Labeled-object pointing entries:
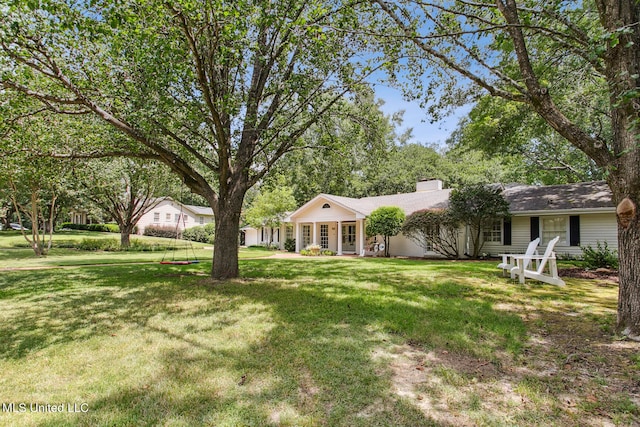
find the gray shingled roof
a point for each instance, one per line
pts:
(200, 210)
(583, 195)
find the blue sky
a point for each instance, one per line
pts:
(424, 131)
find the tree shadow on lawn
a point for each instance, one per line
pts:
(312, 361)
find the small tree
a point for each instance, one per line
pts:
(269, 208)
(435, 230)
(477, 206)
(385, 221)
(126, 189)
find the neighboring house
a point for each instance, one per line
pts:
(581, 214)
(171, 213)
(79, 216)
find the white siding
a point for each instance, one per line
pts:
(599, 227)
(167, 210)
(594, 227)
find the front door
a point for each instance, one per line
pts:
(348, 237)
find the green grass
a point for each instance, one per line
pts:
(16, 253)
(328, 341)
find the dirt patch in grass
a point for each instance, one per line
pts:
(573, 371)
(580, 273)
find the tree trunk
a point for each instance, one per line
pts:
(629, 271)
(227, 216)
(621, 18)
(225, 245)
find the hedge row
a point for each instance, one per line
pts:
(104, 228)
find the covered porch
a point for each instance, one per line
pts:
(326, 222)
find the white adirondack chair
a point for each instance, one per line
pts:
(508, 261)
(549, 258)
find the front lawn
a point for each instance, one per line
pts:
(16, 253)
(311, 341)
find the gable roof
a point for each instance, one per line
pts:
(582, 195)
(408, 202)
(199, 210)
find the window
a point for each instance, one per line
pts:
(324, 236)
(554, 226)
(432, 230)
(306, 235)
(493, 232)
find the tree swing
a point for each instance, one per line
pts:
(173, 249)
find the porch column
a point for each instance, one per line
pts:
(361, 248)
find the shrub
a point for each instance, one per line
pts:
(103, 228)
(290, 245)
(601, 257)
(167, 231)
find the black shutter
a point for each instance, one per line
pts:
(574, 230)
(535, 227)
(506, 227)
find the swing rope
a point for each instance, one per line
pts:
(173, 248)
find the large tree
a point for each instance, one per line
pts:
(511, 50)
(218, 90)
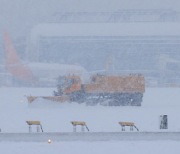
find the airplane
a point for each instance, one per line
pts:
(35, 74)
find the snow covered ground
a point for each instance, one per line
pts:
(14, 111)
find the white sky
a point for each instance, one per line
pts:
(17, 16)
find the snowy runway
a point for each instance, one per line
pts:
(90, 136)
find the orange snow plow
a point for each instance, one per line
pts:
(103, 89)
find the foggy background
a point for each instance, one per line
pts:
(19, 17)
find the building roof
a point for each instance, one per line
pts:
(106, 29)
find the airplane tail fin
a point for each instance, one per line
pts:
(13, 62)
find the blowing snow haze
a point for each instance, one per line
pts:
(121, 36)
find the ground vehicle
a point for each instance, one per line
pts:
(103, 89)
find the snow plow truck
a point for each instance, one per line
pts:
(126, 90)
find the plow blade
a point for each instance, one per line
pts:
(51, 98)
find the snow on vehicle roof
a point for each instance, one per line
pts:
(106, 29)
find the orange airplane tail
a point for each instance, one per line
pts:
(13, 62)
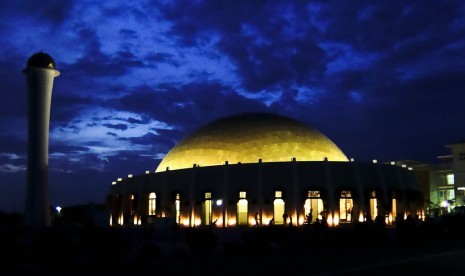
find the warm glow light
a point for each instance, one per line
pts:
(329, 220)
(336, 219)
(360, 217)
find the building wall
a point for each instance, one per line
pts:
(261, 182)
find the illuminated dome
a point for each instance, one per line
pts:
(248, 137)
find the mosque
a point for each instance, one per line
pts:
(260, 169)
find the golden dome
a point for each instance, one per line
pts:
(248, 137)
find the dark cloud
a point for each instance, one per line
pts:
(13, 144)
(186, 106)
(117, 126)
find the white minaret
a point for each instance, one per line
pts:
(40, 73)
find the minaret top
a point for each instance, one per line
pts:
(41, 60)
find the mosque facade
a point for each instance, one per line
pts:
(258, 169)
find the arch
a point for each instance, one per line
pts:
(152, 206)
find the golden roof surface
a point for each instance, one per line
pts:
(248, 137)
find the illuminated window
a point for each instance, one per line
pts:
(450, 194)
(450, 179)
(313, 206)
(207, 209)
(152, 204)
(242, 209)
(132, 204)
(177, 204)
(373, 205)
(278, 208)
(345, 206)
(462, 156)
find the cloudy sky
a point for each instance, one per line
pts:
(382, 80)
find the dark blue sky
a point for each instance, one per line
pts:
(382, 80)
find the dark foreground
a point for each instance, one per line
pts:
(434, 246)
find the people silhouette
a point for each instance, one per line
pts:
(285, 216)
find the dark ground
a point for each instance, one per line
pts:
(430, 247)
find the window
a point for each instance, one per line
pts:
(152, 204)
(177, 204)
(345, 206)
(279, 213)
(242, 209)
(462, 156)
(313, 206)
(450, 179)
(207, 209)
(132, 204)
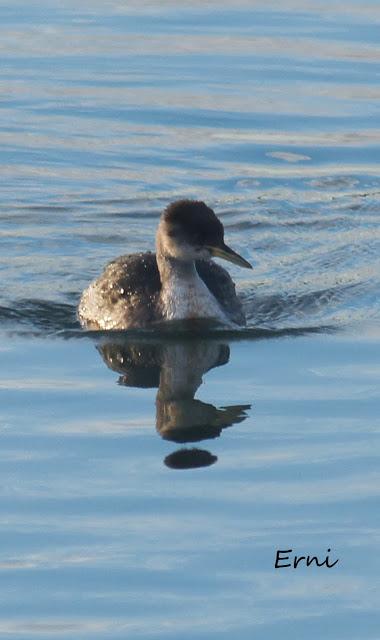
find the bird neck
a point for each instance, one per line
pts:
(173, 269)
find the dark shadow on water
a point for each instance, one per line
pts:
(176, 368)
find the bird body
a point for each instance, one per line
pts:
(178, 282)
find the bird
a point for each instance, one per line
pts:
(179, 282)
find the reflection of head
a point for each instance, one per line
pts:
(176, 368)
(190, 459)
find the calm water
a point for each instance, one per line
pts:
(135, 500)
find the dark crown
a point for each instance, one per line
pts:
(193, 221)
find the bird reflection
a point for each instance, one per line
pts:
(176, 368)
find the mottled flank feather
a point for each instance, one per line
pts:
(126, 295)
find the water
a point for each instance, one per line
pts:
(136, 501)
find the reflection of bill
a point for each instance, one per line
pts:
(176, 368)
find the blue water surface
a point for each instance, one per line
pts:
(147, 481)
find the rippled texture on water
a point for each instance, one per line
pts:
(269, 114)
(134, 501)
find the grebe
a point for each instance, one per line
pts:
(178, 282)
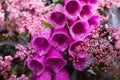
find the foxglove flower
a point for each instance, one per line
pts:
(79, 60)
(78, 54)
(55, 60)
(72, 8)
(79, 30)
(46, 75)
(62, 75)
(60, 39)
(85, 1)
(36, 64)
(93, 21)
(57, 17)
(93, 1)
(86, 10)
(40, 43)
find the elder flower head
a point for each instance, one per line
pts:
(57, 17)
(79, 30)
(36, 64)
(72, 8)
(60, 39)
(55, 60)
(78, 54)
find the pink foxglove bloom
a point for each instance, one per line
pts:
(46, 75)
(79, 30)
(72, 8)
(79, 60)
(86, 10)
(57, 17)
(60, 39)
(78, 55)
(41, 43)
(55, 60)
(36, 64)
(94, 21)
(93, 1)
(62, 75)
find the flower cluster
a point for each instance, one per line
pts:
(27, 15)
(72, 22)
(5, 65)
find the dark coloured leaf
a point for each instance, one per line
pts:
(114, 21)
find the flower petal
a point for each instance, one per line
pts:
(36, 64)
(82, 58)
(46, 75)
(86, 10)
(55, 61)
(40, 44)
(72, 9)
(79, 30)
(62, 75)
(60, 39)
(57, 17)
(94, 21)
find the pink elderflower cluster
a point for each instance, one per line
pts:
(1, 14)
(5, 65)
(102, 50)
(108, 3)
(27, 15)
(71, 22)
(116, 36)
(23, 52)
(14, 77)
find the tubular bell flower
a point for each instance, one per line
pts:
(85, 1)
(93, 21)
(55, 60)
(79, 60)
(72, 9)
(57, 17)
(79, 30)
(46, 75)
(93, 1)
(62, 75)
(78, 54)
(86, 10)
(60, 39)
(36, 64)
(40, 43)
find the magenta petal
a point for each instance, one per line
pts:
(93, 1)
(57, 17)
(79, 30)
(62, 75)
(75, 47)
(94, 21)
(36, 64)
(86, 10)
(55, 60)
(85, 1)
(40, 44)
(46, 75)
(72, 9)
(60, 39)
(82, 58)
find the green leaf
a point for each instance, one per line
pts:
(46, 24)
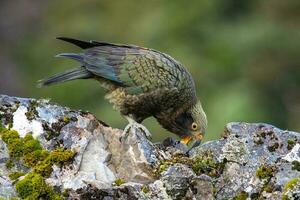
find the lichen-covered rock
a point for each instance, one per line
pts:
(58, 153)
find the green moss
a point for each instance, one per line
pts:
(119, 181)
(273, 147)
(32, 112)
(265, 172)
(15, 175)
(291, 143)
(202, 164)
(58, 156)
(206, 164)
(33, 186)
(296, 165)
(241, 196)
(145, 189)
(291, 184)
(31, 159)
(66, 119)
(9, 164)
(14, 143)
(163, 165)
(30, 151)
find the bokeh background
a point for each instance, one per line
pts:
(243, 55)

• **WORK TO DO**
Exactly repeat every line from the line that includes "find the tubular bell flower" to the end of the listing, and nothing else, leaving pictures out.

• **THE SOLUTION**
find the tubular bell flower
a point for each instance, one per line
pts:
(85, 1)
(93, 21)
(55, 60)
(79, 60)
(72, 9)
(57, 17)
(79, 30)
(46, 75)
(93, 1)
(62, 75)
(78, 54)
(86, 10)
(60, 39)
(36, 64)
(40, 43)
find the magenta petal
a point for each instance, one per line
pts:
(93, 1)
(57, 17)
(79, 30)
(62, 75)
(75, 47)
(94, 21)
(36, 64)
(86, 10)
(55, 60)
(85, 1)
(40, 44)
(46, 75)
(72, 9)
(60, 39)
(82, 58)
find the green leaf
a point for each instance, one per line
pts:
(46, 24)
find the lichen-covered rock
a point for each instance, one per line
pts:
(58, 153)
find the green moss
a point for each instance, one per line
pts:
(119, 181)
(273, 147)
(32, 112)
(265, 172)
(15, 175)
(291, 143)
(202, 164)
(58, 156)
(206, 164)
(33, 186)
(296, 165)
(241, 196)
(145, 189)
(291, 184)
(31, 159)
(66, 119)
(9, 164)
(14, 143)
(163, 165)
(30, 151)
find the bokeh background
a point for each instance, one per line
pts:
(243, 55)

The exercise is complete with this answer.